_THE PROBLEM_
Return every line below that contains the word "bowl", copying each one in full.

-- START --

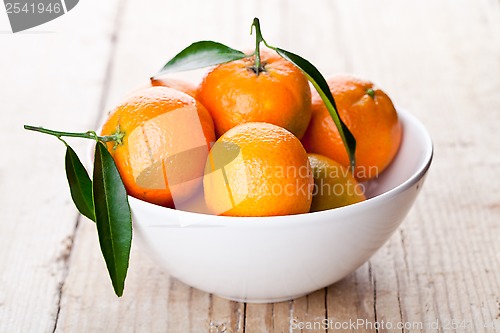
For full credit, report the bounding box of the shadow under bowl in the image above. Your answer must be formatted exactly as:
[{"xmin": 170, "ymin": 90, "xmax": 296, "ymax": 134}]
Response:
[{"xmin": 129, "ymin": 110, "xmax": 433, "ymax": 302}]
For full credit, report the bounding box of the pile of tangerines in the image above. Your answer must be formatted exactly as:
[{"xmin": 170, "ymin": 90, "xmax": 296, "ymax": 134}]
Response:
[{"xmin": 102, "ymin": 46, "xmax": 402, "ymax": 216}]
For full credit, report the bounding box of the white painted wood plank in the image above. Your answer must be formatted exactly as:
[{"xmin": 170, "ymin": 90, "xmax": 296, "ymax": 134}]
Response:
[{"xmin": 8, "ymin": 0, "xmax": 500, "ymax": 332}]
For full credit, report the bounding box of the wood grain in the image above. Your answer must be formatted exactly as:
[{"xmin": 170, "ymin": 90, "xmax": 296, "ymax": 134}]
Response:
[{"xmin": 0, "ymin": 0, "xmax": 500, "ymax": 333}]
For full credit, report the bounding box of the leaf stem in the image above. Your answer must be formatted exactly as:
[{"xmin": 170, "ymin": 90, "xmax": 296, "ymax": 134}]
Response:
[{"xmin": 24, "ymin": 125, "xmax": 124, "ymax": 142}]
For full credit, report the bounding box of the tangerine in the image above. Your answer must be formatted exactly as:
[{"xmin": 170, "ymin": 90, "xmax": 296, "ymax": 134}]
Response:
[
  {"xmin": 101, "ymin": 87, "xmax": 215, "ymax": 207},
  {"xmin": 203, "ymin": 123, "xmax": 314, "ymax": 216},
  {"xmin": 197, "ymin": 50, "xmax": 311, "ymax": 138}
]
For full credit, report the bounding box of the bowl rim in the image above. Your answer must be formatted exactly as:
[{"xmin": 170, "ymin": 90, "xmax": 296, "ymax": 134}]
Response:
[{"xmin": 128, "ymin": 108, "xmax": 434, "ymax": 226}]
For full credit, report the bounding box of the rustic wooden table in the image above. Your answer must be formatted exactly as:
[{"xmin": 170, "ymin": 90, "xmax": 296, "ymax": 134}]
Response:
[{"xmin": 0, "ymin": 0, "xmax": 500, "ymax": 333}]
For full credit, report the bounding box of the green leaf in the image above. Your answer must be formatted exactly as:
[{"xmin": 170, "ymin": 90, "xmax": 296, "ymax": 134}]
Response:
[
  {"xmin": 92, "ymin": 142, "xmax": 132, "ymax": 296},
  {"xmin": 155, "ymin": 40, "xmax": 246, "ymax": 77},
  {"xmin": 273, "ymin": 47, "xmax": 356, "ymax": 168},
  {"xmin": 65, "ymin": 146, "xmax": 95, "ymax": 221}
]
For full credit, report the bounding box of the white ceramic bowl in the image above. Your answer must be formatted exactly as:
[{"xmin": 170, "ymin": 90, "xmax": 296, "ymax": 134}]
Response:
[{"xmin": 130, "ymin": 110, "xmax": 433, "ymax": 302}]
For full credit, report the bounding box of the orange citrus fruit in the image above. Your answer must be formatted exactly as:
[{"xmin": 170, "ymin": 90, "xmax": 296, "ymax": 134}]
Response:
[
  {"xmin": 151, "ymin": 77, "xmax": 198, "ymax": 98},
  {"xmin": 203, "ymin": 123, "xmax": 314, "ymax": 216},
  {"xmin": 101, "ymin": 87, "xmax": 215, "ymax": 207},
  {"xmin": 197, "ymin": 50, "xmax": 311, "ymax": 138},
  {"xmin": 307, "ymin": 154, "xmax": 366, "ymax": 212},
  {"xmin": 302, "ymin": 75, "xmax": 402, "ymax": 181}
]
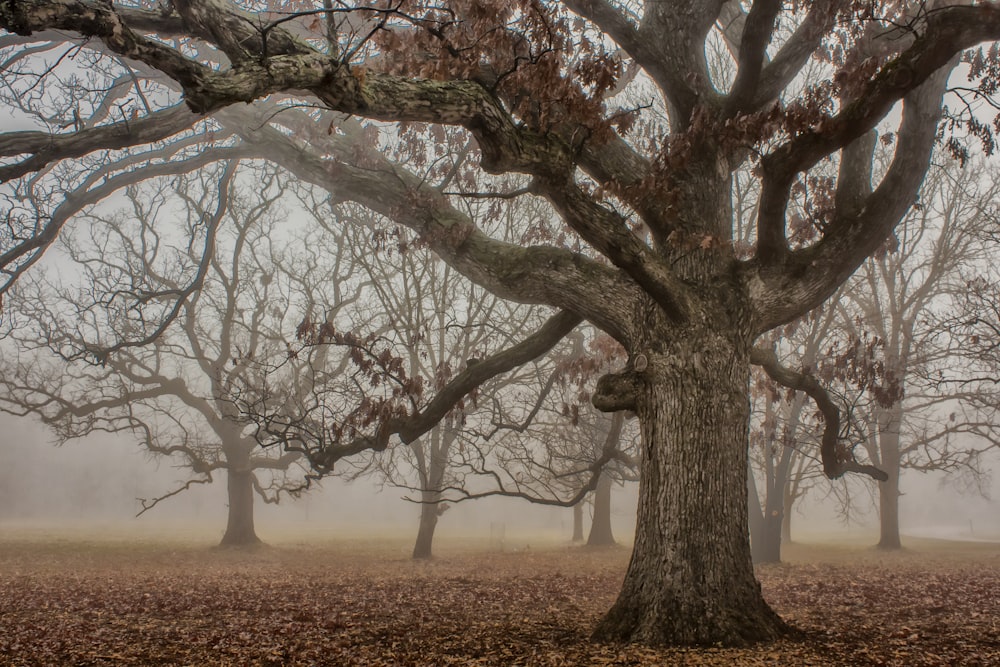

-- END --

_WRITTEN ANSWER_
For full credit, report the bounding box of the shadow under bowl in the image above. Your answer must be formatted exactly as:
For full credit, report the bounding box of the bowl rim in the image above. Your answer must be formatted exactly as:
For full credit, report the bounding box of the white ceramic bowl in the image above. Your answer must be formatted exactly as:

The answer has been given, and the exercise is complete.